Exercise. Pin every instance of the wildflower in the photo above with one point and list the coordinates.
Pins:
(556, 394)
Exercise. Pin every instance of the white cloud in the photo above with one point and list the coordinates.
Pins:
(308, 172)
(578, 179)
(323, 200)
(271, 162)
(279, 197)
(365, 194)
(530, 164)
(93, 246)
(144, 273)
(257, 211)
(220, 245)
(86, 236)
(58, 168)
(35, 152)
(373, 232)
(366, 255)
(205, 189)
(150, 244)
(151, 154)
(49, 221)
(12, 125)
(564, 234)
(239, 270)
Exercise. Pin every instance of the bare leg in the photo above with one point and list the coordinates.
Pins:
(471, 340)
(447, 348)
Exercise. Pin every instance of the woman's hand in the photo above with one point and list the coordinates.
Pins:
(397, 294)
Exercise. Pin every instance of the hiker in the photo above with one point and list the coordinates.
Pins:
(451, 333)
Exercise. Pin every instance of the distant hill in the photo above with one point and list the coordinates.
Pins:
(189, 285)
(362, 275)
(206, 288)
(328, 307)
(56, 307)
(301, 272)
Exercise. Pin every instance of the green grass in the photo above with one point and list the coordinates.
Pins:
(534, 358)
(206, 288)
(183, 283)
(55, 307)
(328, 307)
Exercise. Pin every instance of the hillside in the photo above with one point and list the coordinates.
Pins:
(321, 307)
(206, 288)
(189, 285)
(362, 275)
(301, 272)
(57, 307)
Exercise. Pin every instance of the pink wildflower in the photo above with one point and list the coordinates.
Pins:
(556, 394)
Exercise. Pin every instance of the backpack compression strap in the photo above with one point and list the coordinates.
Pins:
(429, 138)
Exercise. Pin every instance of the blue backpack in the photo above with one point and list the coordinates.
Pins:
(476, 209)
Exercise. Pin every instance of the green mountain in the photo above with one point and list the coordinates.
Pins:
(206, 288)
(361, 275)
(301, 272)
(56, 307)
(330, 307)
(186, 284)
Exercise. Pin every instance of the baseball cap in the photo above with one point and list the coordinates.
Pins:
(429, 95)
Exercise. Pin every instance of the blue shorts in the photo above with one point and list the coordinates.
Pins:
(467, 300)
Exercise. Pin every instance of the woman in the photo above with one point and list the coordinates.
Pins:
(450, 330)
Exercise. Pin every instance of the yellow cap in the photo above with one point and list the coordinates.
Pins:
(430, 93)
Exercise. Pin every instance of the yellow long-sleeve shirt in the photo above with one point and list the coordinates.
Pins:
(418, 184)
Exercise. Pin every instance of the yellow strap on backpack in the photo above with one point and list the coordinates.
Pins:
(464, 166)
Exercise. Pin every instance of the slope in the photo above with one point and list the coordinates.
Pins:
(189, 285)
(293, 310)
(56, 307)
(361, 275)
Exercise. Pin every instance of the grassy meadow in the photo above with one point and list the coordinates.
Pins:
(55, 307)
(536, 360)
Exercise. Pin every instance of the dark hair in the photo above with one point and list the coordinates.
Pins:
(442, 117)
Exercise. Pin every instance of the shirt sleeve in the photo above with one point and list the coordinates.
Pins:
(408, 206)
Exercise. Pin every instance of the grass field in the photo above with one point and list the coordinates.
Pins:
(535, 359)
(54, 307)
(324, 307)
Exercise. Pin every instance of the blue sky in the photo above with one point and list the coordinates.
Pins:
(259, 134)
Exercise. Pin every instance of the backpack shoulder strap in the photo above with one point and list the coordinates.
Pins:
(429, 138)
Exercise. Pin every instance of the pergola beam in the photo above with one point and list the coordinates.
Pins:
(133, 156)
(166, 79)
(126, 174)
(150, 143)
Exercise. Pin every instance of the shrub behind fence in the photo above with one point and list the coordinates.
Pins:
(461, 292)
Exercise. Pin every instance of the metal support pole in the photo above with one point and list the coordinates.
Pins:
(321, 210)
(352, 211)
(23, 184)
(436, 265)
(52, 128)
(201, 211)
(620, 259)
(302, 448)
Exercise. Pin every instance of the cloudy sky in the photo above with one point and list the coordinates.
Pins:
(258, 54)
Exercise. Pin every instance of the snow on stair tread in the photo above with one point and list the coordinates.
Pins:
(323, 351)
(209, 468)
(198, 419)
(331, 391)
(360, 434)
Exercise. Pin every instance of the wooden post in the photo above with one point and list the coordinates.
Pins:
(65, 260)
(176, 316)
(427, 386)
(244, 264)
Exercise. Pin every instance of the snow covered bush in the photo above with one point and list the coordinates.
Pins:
==================================================
Exercise = Among the lines above, please find those with "strap" and copy them.

Exercise response =
Exercise. Pin every instance of the backpack compression strap in the photo above with one point and list the coordinates.
Exercise. Pin every instance of the yellow strap on backpack in the photo above with one point and list the coordinates.
Exercise. Pin every instance of the backpack shoulder strap in the photo above with one point and list the coordinates.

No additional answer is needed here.